[RECORDS FOR PROCESSING — start]

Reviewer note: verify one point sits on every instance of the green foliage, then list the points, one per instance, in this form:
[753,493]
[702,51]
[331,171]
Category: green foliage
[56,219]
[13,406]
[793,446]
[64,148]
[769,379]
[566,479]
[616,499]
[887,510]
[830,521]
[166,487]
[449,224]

[RECORDS FOR PROCESSING — finish]

__EXERCISE BRIEF__. Reproduce every entry above without a single alteration.

__FINISHED EXERCISE__.
Reviewer note: verify one point sits on every instance of the green foliage, then list the points, one per instance, in this form:
[753,493]
[702,51]
[331,171]
Category: green foliage
[56,219]
[13,406]
[793,446]
[64,148]
[769,379]
[566,479]
[616,499]
[887,510]
[830,521]
[166,487]
[449,224]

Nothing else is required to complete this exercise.